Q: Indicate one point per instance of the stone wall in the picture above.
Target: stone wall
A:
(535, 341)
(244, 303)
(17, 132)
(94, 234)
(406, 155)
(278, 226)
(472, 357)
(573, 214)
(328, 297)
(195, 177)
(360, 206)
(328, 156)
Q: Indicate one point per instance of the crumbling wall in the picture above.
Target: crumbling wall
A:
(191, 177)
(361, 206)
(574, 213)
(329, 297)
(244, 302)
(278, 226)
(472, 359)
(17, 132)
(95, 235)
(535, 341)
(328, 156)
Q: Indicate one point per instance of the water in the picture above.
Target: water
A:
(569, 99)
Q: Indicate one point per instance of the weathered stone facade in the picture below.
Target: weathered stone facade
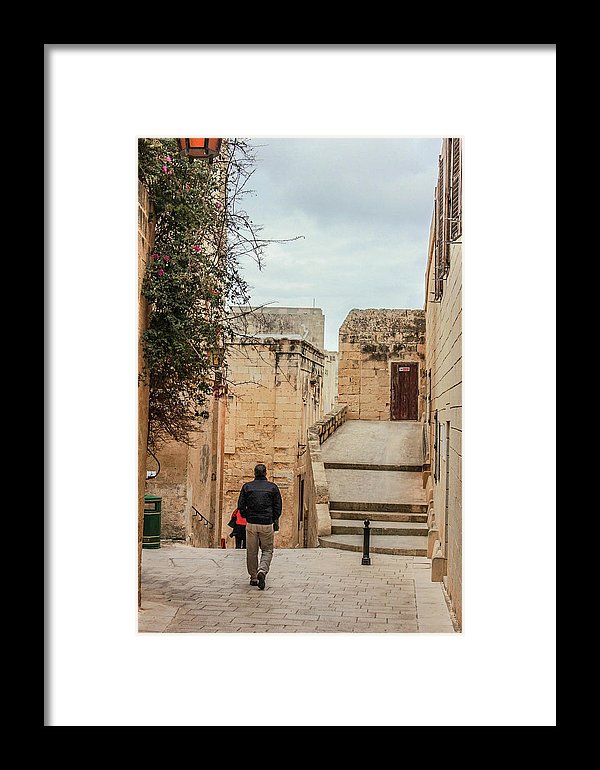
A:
(443, 414)
(191, 477)
(275, 391)
(330, 381)
(370, 341)
(317, 519)
(145, 243)
(306, 322)
(190, 480)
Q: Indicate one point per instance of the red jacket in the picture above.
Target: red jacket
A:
(237, 518)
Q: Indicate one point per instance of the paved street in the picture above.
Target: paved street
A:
(189, 590)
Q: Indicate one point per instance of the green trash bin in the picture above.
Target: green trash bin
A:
(152, 513)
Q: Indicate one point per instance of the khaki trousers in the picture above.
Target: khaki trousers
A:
(259, 536)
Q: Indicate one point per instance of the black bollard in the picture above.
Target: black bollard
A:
(367, 535)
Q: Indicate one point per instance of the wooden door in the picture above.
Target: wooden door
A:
(404, 398)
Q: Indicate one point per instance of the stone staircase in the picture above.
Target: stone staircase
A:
(389, 495)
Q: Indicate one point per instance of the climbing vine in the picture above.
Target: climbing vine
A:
(193, 278)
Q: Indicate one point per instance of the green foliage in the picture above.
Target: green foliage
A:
(190, 278)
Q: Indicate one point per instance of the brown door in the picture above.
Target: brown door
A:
(404, 400)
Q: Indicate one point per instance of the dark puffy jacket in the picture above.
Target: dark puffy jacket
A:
(260, 502)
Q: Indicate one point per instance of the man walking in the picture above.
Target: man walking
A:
(260, 504)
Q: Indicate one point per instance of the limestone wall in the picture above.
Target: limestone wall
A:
(444, 481)
(192, 477)
(369, 342)
(330, 381)
(145, 244)
(275, 391)
(307, 322)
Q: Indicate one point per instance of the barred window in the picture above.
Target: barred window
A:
(447, 210)
(455, 189)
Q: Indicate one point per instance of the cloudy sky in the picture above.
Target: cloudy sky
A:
(363, 207)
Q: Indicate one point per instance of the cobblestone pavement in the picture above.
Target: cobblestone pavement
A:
(207, 590)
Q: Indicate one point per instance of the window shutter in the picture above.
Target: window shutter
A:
(456, 191)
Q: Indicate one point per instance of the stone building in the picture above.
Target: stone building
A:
(443, 363)
(330, 381)
(275, 393)
(381, 370)
(307, 322)
(190, 478)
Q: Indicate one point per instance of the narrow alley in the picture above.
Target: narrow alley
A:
(372, 473)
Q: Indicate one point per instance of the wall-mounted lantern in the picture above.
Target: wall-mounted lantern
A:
(205, 149)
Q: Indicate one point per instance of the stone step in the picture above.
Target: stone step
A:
(345, 505)
(378, 527)
(372, 467)
(394, 545)
(379, 516)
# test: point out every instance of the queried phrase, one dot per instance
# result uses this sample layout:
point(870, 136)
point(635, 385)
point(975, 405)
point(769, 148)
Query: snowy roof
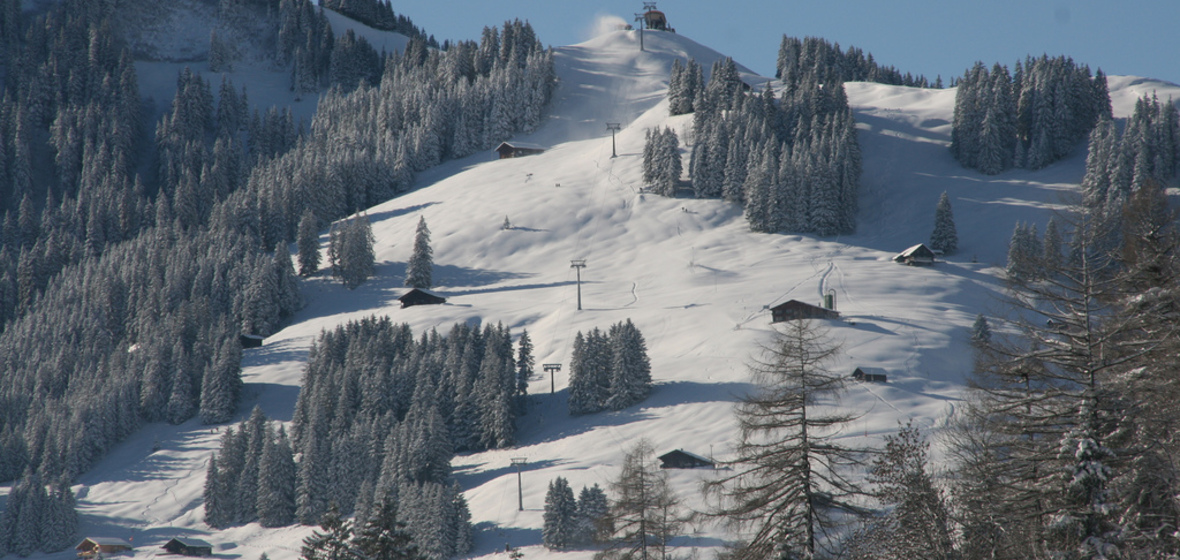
point(681, 452)
point(105, 541)
point(191, 542)
point(919, 250)
point(520, 145)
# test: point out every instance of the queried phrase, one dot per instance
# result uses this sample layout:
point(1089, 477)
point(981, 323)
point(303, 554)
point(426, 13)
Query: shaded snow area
point(687, 271)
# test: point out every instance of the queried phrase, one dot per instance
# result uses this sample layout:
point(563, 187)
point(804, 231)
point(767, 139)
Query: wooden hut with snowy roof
point(795, 309)
point(188, 546)
point(517, 149)
point(94, 546)
point(916, 256)
point(419, 297)
point(870, 375)
point(682, 459)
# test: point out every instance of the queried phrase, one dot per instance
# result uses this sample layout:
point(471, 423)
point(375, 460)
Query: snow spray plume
point(603, 24)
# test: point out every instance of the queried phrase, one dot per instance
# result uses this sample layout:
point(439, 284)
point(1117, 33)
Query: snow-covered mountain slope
point(688, 272)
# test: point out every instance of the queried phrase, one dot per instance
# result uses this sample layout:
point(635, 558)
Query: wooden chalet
point(250, 341)
point(916, 256)
point(187, 546)
point(682, 459)
point(419, 297)
point(870, 376)
point(517, 149)
point(795, 309)
point(93, 546)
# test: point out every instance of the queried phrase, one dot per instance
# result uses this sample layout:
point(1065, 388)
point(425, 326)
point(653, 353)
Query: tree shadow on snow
point(537, 427)
point(399, 211)
point(490, 538)
point(471, 476)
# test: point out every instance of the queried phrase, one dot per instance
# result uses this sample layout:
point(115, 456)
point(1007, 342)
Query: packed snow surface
point(688, 272)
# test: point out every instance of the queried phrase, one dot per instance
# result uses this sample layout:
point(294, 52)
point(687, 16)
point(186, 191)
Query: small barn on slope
point(187, 546)
point(916, 256)
point(517, 149)
point(419, 297)
point(870, 375)
point(795, 309)
point(93, 546)
point(682, 459)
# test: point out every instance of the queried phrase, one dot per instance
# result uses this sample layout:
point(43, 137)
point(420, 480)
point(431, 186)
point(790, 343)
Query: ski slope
point(688, 272)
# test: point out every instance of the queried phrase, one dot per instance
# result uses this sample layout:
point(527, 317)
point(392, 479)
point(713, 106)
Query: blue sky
point(923, 37)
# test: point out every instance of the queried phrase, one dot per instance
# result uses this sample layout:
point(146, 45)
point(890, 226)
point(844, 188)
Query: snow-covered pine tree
point(944, 237)
point(561, 518)
point(276, 481)
point(524, 373)
point(1020, 262)
point(594, 515)
point(420, 268)
point(981, 331)
point(356, 257)
point(630, 368)
point(333, 541)
point(668, 163)
point(222, 382)
point(215, 495)
point(385, 538)
point(308, 243)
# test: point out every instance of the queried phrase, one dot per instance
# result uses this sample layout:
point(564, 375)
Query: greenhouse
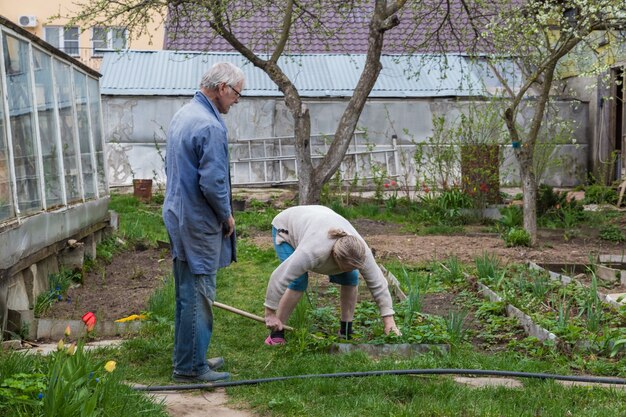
point(51, 147)
point(53, 188)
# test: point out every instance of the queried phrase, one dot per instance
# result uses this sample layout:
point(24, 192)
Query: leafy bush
point(600, 194)
point(548, 199)
point(512, 216)
point(612, 233)
point(517, 237)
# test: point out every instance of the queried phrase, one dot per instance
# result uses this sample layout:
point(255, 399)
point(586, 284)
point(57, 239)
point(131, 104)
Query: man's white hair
point(221, 73)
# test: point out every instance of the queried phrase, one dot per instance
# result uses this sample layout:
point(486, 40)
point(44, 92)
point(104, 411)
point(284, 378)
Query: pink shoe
point(271, 341)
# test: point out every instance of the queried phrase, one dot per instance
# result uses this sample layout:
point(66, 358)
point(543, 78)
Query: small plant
point(455, 325)
point(592, 306)
point(453, 270)
point(58, 284)
point(487, 266)
point(612, 233)
point(517, 237)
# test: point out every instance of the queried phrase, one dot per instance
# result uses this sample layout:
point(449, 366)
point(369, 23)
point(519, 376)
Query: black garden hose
point(588, 379)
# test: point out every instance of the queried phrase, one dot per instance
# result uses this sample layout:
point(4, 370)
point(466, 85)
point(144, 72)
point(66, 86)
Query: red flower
point(90, 320)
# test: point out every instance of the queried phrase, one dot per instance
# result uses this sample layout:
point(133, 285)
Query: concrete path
point(178, 403)
point(199, 403)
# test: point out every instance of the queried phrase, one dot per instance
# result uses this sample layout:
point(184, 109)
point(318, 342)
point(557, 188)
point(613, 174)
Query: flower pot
point(142, 189)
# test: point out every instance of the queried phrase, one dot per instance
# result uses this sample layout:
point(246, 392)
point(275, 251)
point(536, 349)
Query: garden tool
point(252, 316)
point(245, 314)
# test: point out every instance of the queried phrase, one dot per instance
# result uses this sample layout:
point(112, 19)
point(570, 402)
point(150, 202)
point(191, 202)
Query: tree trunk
point(529, 189)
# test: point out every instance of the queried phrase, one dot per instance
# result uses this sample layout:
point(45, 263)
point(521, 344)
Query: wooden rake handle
point(245, 314)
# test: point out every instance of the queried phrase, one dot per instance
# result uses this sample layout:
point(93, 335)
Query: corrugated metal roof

### Exercise objective
Whatever lies between the line containing "Query: wooden rake handle" and the final line above, both included, must be returned exactly.

### Solution to this task
Query: wooden rake handle
point(245, 314)
# test: point out every instance of the queried phrase, one dot per instance
# result uses this sample layout:
point(93, 335)
Query: corrugated metal roof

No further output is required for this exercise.